> **Задание A**:
Перескажи отрывок в двух предложениях.
> **Задание B**:
Перепиши часть отрывка, которая начинается словами «Эдвин Шнейдман - Душа» и заканчивается словами «по сей день.», заменив «пять» на «десять».

> **Отрывок**:

Эдвин Шнейдман - Душа самоубийцы
В то время, хотя я стремилась довольно редко бывать в домах как матери, так и отца, мне казалось необходимым придумать нечто, что отвлекло бы меня от гнета постоянных семейных скандалов. Решение пришло от парня, с которым я встречалась и думала, что люблю. Он как-то сказал, что мне неплохо бы похудеть фунтов так на пять. Я поверила ему, поскольку очень хотела разобраться, отчего у меня так плохо на душе и, возможно, исправить положение. Имея рост 5 футов 4 дюйма (160 см) и вес 120 фунтов (54 кг), я начала придерживаться диеты. Она и в самом деле дала мне многое, к чему я так стремилась: внимание, контроль, уверенность в себе и ощущение порядка. Тогда я и не предполагала, что все закончится серьезным расстройством аппетита, анорек-сией, которой я страдаю по сей день.

Записи набора данных
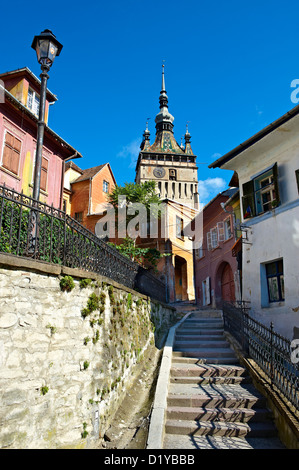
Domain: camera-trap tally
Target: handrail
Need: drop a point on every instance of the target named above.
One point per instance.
(270, 350)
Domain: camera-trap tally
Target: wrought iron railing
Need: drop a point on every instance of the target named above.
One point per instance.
(30, 228)
(270, 350)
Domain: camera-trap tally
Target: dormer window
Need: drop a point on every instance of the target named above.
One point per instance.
(105, 186)
(33, 101)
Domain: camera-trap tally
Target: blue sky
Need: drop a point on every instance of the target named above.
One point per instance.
(228, 68)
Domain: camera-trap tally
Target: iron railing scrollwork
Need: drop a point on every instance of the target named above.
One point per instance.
(30, 228)
(270, 350)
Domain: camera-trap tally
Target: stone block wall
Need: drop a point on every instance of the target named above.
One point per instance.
(67, 358)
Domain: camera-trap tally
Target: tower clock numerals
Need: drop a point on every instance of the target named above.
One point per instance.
(159, 172)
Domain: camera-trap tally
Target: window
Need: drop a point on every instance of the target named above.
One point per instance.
(275, 281)
(212, 239)
(227, 228)
(105, 186)
(261, 194)
(44, 174)
(11, 153)
(297, 178)
(172, 175)
(199, 252)
(33, 101)
(179, 227)
(79, 217)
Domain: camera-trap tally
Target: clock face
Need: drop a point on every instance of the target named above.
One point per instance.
(159, 172)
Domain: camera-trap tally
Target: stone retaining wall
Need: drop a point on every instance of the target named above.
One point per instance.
(65, 368)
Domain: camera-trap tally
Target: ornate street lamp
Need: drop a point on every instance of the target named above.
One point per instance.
(47, 48)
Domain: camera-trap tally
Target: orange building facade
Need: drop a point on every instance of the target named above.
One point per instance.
(85, 192)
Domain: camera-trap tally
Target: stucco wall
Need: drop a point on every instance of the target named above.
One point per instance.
(62, 374)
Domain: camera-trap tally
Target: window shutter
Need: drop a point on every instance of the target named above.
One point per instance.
(44, 174)
(208, 295)
(221, 234)
(248, 200)
(297, 178)
(209, 241)
(275, 180)
(11, 153)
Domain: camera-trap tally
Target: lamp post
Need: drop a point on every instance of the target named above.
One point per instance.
(47, 48)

> **Ответ A**:
Чтобы отвлечься от постоянных семейных скандалов, рассказчица после слов парня о том, что ей стоит похудеть, села на диету. Диета дала ей внимание, контроль, уверенность в себе и ощущение порядка, но закончилась анорексией, которой она страдает до сих пор.

> **Ответ B**:
Эдвин Шнейдман - Душа самоубийцы
В то время, хотя я стремилась довольно редко бывать в домах как матери, так и отца, мне казалось необходимым придумать нечто, что отвлекло бы меня от гнета постоянных семейных скандалов. Решение пришло от парня, с которым я встречалась и думала, что люблю. Он как-то сказал, что мне неплохо бы похудеть фунтов так на десять. Я поверила ему, поскольку очень хотела разобраться, отчего у меня так плохо на душе и, возможно, исправить положение. Имея рост 5 футов 4 дюйма (160 см) и вес 120 фунтов (54 кг), я начала придерживаться диеты. Она и в самом деле дала мне многое, к чему я так стремилась: внимание, контроль, уверенность в себе и ощущение порядка. Тогда я и не предполагала, что все закончится серьезным расстройством аппетита, анорек-сией, которой я страдаю по сей день.